Dataset records
====================

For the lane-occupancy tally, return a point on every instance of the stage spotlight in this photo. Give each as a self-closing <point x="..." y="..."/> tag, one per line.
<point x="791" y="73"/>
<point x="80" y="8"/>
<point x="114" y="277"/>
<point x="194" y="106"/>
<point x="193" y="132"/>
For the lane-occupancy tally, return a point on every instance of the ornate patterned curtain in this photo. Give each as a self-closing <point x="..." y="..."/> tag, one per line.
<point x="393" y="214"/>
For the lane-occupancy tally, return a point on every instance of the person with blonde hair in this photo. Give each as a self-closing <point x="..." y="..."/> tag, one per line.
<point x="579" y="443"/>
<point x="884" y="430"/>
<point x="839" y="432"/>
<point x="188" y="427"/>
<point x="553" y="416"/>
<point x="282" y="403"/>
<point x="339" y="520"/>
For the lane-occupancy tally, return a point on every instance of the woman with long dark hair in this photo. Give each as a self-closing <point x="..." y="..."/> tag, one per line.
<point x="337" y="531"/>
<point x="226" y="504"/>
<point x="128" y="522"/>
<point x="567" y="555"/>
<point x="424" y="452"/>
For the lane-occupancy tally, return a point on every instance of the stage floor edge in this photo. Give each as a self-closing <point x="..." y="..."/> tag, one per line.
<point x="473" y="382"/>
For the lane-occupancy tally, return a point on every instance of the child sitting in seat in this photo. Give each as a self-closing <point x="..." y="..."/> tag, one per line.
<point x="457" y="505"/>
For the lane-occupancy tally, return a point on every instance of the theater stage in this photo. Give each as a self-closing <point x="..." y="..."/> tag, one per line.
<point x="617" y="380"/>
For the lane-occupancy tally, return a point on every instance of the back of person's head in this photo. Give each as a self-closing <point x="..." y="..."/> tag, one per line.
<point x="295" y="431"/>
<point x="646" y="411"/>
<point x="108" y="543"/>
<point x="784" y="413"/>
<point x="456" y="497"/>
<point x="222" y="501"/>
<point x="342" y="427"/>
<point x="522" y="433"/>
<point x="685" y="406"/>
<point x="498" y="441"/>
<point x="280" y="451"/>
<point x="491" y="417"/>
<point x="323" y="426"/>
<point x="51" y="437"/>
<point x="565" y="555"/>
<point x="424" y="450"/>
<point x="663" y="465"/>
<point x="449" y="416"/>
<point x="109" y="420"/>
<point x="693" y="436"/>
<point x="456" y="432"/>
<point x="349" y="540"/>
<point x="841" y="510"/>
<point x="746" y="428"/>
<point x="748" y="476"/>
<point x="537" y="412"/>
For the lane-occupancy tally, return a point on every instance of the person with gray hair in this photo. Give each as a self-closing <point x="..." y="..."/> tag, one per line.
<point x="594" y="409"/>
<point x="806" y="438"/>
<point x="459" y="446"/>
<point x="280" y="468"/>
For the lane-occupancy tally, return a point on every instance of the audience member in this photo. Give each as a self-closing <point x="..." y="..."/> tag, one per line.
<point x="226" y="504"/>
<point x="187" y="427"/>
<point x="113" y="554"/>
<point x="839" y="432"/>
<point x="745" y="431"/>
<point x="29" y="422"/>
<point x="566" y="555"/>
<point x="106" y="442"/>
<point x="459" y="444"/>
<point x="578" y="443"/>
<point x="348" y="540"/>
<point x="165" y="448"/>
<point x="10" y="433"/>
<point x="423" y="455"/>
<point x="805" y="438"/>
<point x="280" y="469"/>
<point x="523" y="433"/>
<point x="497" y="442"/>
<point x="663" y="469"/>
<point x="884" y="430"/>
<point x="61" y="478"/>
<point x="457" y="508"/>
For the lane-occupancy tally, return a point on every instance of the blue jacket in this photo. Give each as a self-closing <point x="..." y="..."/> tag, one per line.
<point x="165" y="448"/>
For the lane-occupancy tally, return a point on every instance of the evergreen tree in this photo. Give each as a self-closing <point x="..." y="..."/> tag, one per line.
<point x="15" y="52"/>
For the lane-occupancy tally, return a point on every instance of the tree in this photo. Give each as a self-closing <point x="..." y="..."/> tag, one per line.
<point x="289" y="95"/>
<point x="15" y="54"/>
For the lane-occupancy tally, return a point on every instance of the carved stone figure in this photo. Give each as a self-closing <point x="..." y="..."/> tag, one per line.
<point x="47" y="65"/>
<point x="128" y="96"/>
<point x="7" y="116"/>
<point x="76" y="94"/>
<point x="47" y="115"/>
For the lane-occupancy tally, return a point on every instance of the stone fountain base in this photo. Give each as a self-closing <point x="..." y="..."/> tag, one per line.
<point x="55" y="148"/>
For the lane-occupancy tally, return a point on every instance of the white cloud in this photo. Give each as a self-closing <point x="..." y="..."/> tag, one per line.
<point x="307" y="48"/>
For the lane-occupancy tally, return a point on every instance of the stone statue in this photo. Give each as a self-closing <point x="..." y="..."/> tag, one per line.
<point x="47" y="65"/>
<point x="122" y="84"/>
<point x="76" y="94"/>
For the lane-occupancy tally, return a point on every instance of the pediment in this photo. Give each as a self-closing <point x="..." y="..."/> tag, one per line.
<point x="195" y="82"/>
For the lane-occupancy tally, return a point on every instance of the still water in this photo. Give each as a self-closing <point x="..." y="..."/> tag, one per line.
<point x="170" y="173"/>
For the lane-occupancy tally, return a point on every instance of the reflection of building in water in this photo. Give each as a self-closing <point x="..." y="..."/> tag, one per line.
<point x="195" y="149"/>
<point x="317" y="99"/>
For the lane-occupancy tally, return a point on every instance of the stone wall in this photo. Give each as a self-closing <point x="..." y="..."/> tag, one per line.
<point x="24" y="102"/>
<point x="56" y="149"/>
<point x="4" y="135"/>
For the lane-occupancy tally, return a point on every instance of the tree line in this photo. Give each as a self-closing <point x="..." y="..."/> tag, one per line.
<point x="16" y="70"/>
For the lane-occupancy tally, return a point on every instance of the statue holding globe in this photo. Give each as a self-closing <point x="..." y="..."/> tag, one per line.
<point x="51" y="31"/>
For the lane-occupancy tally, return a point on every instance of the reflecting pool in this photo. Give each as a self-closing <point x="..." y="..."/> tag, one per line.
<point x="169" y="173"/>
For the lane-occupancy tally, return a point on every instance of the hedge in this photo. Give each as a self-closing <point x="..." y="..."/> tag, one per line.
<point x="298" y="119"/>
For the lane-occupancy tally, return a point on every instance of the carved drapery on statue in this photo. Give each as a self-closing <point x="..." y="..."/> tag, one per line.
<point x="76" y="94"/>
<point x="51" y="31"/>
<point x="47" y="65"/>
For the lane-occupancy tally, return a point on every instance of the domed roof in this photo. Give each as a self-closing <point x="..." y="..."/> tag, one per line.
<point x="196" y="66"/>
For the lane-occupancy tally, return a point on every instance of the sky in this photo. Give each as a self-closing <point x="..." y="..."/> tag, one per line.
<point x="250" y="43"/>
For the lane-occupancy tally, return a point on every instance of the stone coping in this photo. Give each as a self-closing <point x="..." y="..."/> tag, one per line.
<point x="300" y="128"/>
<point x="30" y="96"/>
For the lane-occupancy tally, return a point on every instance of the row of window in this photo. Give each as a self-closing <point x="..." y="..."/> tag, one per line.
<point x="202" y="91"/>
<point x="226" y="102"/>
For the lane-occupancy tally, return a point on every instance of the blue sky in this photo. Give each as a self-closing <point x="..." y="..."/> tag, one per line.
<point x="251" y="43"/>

====================

WHAT TO WORK ON
In your response, reproduce the records exactly, every one.

ANSWER AREA
For the lane-occupancy tally, return a point on every instance of the stage spotlight in this photo. Give each as a self-closing <point x="..." y="..."/> tag, one per line.
<point x="791" y="73"/>
<point x="80" y="8"/>
<point x="114" y="277"/>
<point x="194" y="106"/>
<point x="193" y="132"/>
For the lane-occupancy tally, return a point on every instance of the ornate patterned curtain in this photo. Give each as a self-closing <point x="..." y="..."/> tag, one per line.
<point x="393" y="214"/>
For the lane-occupancy tally, return a point on every instance of the person with blonde hair in this photo. Give each as a self-closing <point x="..." y="..."/> tag, one per line.
<point x="579" y="443"/>
<point x="884" y="430"/>
<point x="839" y="432"/>
<point x="188" y="427"/>
<point x="553" y="416"/>
<point x="282" y="403"/>
<point x="339" y="520"/>
For the lane-occupancy tally, return a point on every instance of the woman with long dark hair in this photo. Give each as a self-closing <point x="..." y="..."/> tag, one per line.
<point x="337" y="531"/>
<point x="226" y="504"/>
<point x="128" y="522"/>
<point x="567" y="555"/>
<point x="424" y="452"/>
For the lane-occupancy tally, return a point on every instance of the stage floor edge in this photo. Give each as a self-closing <point x="..." y="..."/> tag, one per line.
<point x="473" y="382"/>
For the lane-occupancy tally, return a point on every instance of the child sitting in seat in this photo. Give each as a self-closing <point x="..." y="..."/> tag, one per line.
<point x="457" y="505"/>
For the lane-occupancy tally, return a point on every instance of the theater stage in this photo. Give each as a self-closing <point x="..." y="..."/> tag, one per line.
<point x="617" y="380"/>
For the lane-occupancy tally, return a point on every instance of the back of person's head in this photo. Give each as a self-closing <point x="..." y="..."/> tag, one per line.
<point x="295" y="431"/>
<point x="646" y="411"/>
<point x="108" y="543"/>
<point x="784" y="413"/>
<point x="456" y="497"/>
<point x="222" y="501"/>
<point x="342" y="427"/>
<point x="522" y="433"/>
<point x="685" y="406"/>
<point x="498" y="441"/>
<point x="280" y="451"/>
<point x="491" y="417"/>
<point x="323" y="426"/>
<point x="51" y="437"/>
<point x="565" y="555"/>
<point x="424" y="450"/>
<point x="663" y="465"/>
<point x="449" y="416"/>
<point x="109" y="420"/>
<point x="693" y="436"/>
<point x="456" y="432"/>
<point x="349" y="540"/>
<point x="841" y="510"/>
<point x="746" y="428"/>
<point x="748" y="476"/>
<point x="537" y="412"/>
For the lane-occupancy tally, return a point on every instance of the person with gray hair in this photo. Give each as a self-closing <point x="..." y="..."/> tag, one per line.
<point x="594" y="409"/>
<point x="806" y="438"/>
<point x="459" y="446"/>
<point x="280" y="468"/>
For the lane-occupancy tally, return a point on every instance of the audience member in this photo. Give each as a self-closing <point x="..." y="..."/> tag, one per line.
<point x="226" y="504"/>
<point x="187" y="427"/>
<point x="113" y="554"/>
<point x="839" y="432"/>
<point x="745" y="431"/>
<point x="29" y="422"/>
<point x="566" y="555"/>
<point x="106" y="442"/>
<point x="459" y="444"/>
<point x="578" y="443"/>
<point x="348" y="540"/>
<point x="165" y="448"/>
<point x="10" y="433"/>
<point x="423" y="455"/>
<point x="805" y="438"/>
<point x="280" y="469"/>
<point x="523" y="433"/>
<point x="497" y="442"/>
<point x="663" y="469"/>
<point x="884" y="430"/>
<point x="61" y="478"/>
<point x="457" y="508"/>
For the lane-occupancy tally, return a point on every instance of the blue jacket in this photo. Give each as a self-closing <point x="..." y="..."/> tag, one per line.
<point x="165" y="448"/>
For the lane-occupancy tally, return a point on every instance of the evergreen tree in this photo. Give each as a self-closing <point x="..." y="..."/> tag, one per line.
<point x="15" y="52"/>
For the lane-occupancy tally, return a point on every instance of the tree in this photo. Give each as a self-closing <point x="..." y="..."/> tag, one per line.
<point x="289" y="95"/>
<point x="15" y="54"/>
For the lane-occupancy tally, return a point on every instance of the carved stone figure in this photo. Give each as a self-closing <point x="..." y="..."/> tag, one per line.
<point x="47" y="65"/>
<point x="128" y="96"/>
<point x="7" y="116"/>
<point x="76" y="94"/>
<point x="47" y="115"/>
For the lane-occupancy tally, return a point on every instance of the stone fountain base in this photo. Give each as a self-closing <point x="..." y="..."/> tag, one per line.
<point x="55" y="148"/>
For the lane-occupancy tally, return a point on every instance of the white cloud in this photo. Give each as a self-closing <point x="..." y="..."/> tag, one per line.
<point x="307" y="48"/>
For the lane-occupancy tally, return a point on every instance of the stone statue in this photo. Give each as a self-closing <point x="..." y="..."/> tag, one per line.
<point x="47" y="65"/>
<point x="122" y="84"/>
<point x="76" y="94"/>
For the lane-occupancy tally, return a point on every instance of the pediment in this photo. Give each as a self-closing <point x="..." y="..."/> tag, one per line.
<point x="195" y="82"/>
For the lane-occupancy tally, return a point on every instance of the still water in this photo. Give each as a self-closing <point x="..." y="..."/> tag, one per line.
<point x="170" y="173"/>
For the lane-occupancy tally, return a point on every instance of the reflection of building in water in this photo. Give each as a self-closing <point x="..." y="..."/> tag, one per line.
<point x="195" y="149"/>
<point x="317" y="99"/>
For the lane-occupancy tally, return a point on every instance of the stone wall in this photo. Give each as a self-closing <point x="..." y="..."/> tag, one per line.
<point x="24" y="102"/>
<point x="56" y="149"/>
<point x="4" y="135"/>
For the lane-occupancy tally, return a point on every instance of the tree line in this photo. Give each as a self-closing <point x="..." y="..."/> tag, one per line.
<point x="16" y="70"/>
For the lane-occupancy tally, return a point on every instance of the statue holding globe in this photo. Give each as a self-closing <point x="..." y="..."/> tag, one per line.
<point x="51" y="31"/>
For the lane-occupancy tally, return a point on every instance of the reflecting pool in this photo. Give each as a self-closing <point x="..." y="..."/> tag, one per line.
<point x="169" y="173"/>
For the lane-occupancy tally, return a point on every instance of the hedge in this photo. Give each as a self-closing <point x="..." y="..."/> tag, one per line.
<point x="298" y="119"/>
For the lane-occupancy tally, return a point on every instance of the carved drapery on statue in this photo. Give each as a self-closing <point x="..." y="..."/> tag, one per line.
<point x="76" y="94"/>
<point x="51" y="31"/>
<point x="47" y="65"/>
For the lane-occupancy tally, return a point on every instance of the domed roof in this photo. Give each as a self-closing <point x="..." y="..."/> tag, one per line.
<point x="196" y="66"/>
For the lane-occupancy tally, return a point on every instance of the sky in this photo. Give each as a self-closing <point x="..." y="..."/> tag, one per line.
<point x="250" y="43"/>
For the lane-occupancy tally, return a point on every instance of the stone coping in this photo. Give each as a self-closing <point x="..." y="..."/> tag, one per line.
<point x="300" y="128"/>
<point x="30" y="96"/>
For the lane-occupancy tally, return a point on every instance of the row of window in this photo. Give each as a self-closing <point x="..." y="..."/> tag, one per line.
<point x="202" y="91"/>
<point x="226" y="102"/>
For the lane-occupancy tally, return a point on every instance of the blue sky in this photo. Give each as a self-closing <point x="..." y="..."/> tag, one per line.
<point x="251" y="43"/>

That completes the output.